* [What you will do]
Copy exactly the lines from the beginning of the data down to and including the line holding "For every instance of the handbag", without any pictures.

########

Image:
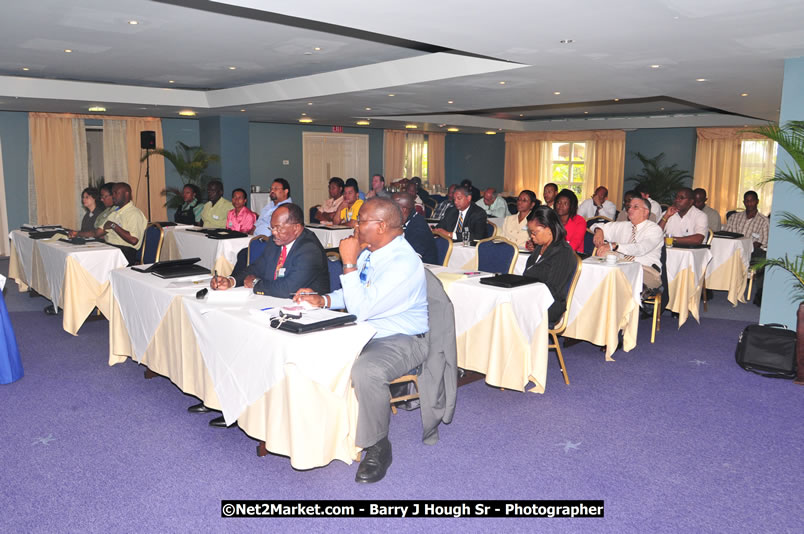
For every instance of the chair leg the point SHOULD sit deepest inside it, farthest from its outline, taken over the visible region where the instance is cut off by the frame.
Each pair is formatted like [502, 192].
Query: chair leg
[560, 358]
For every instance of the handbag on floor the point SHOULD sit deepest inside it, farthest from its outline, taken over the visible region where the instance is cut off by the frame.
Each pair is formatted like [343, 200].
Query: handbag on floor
[768, 350]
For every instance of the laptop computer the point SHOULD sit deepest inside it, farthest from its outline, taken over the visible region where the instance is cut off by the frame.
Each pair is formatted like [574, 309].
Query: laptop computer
[507, 280]
[175, 268]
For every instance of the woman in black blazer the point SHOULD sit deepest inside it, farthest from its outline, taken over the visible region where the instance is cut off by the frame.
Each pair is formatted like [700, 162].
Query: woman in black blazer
[552, 261]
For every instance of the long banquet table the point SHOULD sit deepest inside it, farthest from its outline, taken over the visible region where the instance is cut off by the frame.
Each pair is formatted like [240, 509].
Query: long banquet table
[291, 391]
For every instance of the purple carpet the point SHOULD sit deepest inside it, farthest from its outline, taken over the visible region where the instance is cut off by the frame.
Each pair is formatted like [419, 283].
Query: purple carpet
[674, 437]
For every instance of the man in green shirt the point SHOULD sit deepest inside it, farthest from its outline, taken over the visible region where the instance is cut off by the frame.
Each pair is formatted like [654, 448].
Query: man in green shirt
[215, 210]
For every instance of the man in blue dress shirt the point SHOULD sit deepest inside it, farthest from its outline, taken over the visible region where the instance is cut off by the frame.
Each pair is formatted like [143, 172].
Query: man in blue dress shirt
[384, 285]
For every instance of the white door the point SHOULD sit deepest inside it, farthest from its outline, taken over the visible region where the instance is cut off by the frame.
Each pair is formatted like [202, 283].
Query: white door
[326, 155]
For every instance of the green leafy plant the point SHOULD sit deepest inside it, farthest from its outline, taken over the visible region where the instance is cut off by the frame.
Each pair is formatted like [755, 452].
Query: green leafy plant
[791, 138]
[191, 162]
[663, 181]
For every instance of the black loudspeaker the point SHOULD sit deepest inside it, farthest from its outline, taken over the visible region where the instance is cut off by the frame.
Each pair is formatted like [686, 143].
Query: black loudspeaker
[148, 139]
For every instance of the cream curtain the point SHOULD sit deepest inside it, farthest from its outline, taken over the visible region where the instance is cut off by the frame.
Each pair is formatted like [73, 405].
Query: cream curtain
[717, 166]
[81, 166]
[4, 245]
[52, 157]
[436, 173]
[394, 160]
[137, 168]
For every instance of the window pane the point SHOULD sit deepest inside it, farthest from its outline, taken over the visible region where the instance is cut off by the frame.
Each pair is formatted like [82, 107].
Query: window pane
[578, 151]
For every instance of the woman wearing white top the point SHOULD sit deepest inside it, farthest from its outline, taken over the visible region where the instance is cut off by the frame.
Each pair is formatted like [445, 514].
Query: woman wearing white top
[515, 227]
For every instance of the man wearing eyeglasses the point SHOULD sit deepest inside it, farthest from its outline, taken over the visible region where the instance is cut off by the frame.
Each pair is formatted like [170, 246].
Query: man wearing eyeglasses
[384, 285]
[293, 258]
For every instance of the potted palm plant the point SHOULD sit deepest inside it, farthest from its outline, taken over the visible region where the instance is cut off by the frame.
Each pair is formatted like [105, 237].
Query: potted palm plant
[791, 138]
[191, 162]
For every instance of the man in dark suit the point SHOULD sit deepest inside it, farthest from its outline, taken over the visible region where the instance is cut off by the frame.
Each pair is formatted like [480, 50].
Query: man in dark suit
[417, 232]
[293, 258]
[465, 214]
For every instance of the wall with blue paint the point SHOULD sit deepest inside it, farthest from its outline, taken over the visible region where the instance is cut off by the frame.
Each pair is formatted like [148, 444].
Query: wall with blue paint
[777, 304]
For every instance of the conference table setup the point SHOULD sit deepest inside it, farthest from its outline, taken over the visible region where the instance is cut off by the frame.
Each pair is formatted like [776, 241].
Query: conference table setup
[72, 276]
[291, 392]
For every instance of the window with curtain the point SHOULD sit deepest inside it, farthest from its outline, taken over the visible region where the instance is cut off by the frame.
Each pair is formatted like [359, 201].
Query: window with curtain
[757, 164]
[416, 161]
[569, 166]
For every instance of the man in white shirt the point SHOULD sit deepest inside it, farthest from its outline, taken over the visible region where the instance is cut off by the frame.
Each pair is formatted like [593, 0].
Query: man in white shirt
[598, 205]
[638, 239]
[492, 204]
[682, 221]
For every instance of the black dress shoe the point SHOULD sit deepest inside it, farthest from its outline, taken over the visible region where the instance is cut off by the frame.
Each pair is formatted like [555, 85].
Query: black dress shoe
[218, 422]
[375, 464]
[198, 408]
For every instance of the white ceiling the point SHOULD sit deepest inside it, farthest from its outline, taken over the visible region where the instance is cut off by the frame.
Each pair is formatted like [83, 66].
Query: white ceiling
[424, 53]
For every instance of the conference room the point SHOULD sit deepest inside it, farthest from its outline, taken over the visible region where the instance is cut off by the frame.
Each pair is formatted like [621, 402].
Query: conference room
[637, 409]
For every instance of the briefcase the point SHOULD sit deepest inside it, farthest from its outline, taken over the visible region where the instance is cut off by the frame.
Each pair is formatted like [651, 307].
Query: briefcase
[768, 350]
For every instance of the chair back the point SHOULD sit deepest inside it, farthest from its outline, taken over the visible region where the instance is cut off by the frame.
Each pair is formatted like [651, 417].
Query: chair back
[491, 230]
[571, 285]
[443, 249]
[497, 255]
[256, 246]
[335, 267]
[152, 243]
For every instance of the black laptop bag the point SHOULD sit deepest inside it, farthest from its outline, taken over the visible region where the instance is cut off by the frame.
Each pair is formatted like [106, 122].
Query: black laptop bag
[768, 350]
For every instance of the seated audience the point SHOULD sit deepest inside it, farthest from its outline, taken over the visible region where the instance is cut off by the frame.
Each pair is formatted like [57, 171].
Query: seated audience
[712, 217]
[190, 210]
[493, 204]
[515, 227]
[126, 225]
[566, 205]
[385, 286]
[445, 204]
[279, 194]
[329, 210]
[350, 208]
[552, 261]
[598, 205]
[464, 214]
[416, 230]
[292, 258]
[217, 208]
[637, 239]
[240, 218]
[682, 221]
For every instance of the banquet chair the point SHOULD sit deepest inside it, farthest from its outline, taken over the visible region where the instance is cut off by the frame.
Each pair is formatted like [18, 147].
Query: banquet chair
[496, 255]
[256, 246]
[558, 328]
[152, 243]
[443, 249]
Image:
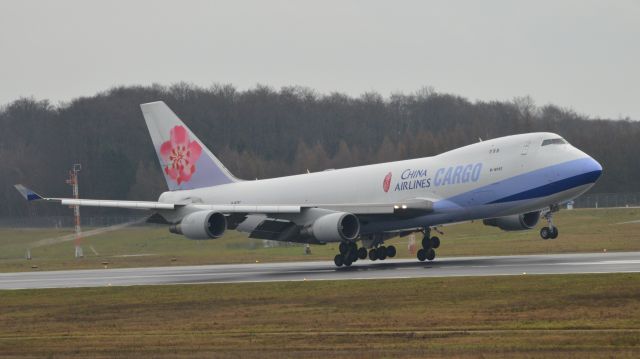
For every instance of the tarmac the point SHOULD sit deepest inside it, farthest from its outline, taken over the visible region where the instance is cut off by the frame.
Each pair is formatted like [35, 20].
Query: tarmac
[612, 262]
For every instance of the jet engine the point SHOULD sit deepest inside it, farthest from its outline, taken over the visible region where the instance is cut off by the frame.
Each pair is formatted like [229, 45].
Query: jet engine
[516, 222]
[201, 225]
[335, 227]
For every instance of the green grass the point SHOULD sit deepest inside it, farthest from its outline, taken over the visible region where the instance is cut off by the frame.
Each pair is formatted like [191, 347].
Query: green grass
[580, 231]
[572, 316]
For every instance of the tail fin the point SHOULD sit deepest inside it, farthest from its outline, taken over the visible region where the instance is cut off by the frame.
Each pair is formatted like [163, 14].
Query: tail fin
[185, 161]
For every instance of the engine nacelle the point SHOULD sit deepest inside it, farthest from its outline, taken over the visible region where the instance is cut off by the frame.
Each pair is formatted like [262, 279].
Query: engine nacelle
[516, 222]
[335, 227]
[201, 225]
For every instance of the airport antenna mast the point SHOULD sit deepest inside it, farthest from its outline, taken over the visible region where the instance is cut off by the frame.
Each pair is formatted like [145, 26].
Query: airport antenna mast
[73, 181]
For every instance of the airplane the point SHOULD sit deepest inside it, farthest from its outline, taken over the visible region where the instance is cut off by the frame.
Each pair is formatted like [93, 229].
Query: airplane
[508, 182]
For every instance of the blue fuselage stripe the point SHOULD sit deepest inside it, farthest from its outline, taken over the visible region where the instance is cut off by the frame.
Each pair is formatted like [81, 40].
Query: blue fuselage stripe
[538, 183]
[552, 188]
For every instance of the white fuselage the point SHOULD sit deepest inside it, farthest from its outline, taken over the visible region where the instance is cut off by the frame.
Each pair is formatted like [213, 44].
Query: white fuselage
[493, 178]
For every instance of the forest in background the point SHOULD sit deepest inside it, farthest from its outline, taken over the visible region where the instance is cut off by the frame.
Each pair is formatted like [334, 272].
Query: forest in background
[264, 132]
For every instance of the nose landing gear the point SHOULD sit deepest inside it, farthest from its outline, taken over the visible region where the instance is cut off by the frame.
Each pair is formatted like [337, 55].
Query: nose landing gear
[550, 232]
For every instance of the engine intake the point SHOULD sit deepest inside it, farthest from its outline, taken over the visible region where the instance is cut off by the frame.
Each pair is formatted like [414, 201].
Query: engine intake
[335, 227]
[516, 222]
[201, 225]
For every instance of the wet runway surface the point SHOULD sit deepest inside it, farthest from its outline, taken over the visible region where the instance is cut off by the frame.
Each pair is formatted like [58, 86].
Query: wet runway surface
[623, 262]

########

* [Exercise result]
Image:
For every instance of the chair leg the point SHOULD sit deepest inside it, farthest from its outline, taken over the visible region where the instance is cut off by the frame.
Each pair is formatted like [502, 192].
Query: chair leg
[560, 358]
For every instance of the handbag on floor the point SHOULD sit deepest inside it, farthest from its outline, taken over the visible region where the instance is cut off by the frame.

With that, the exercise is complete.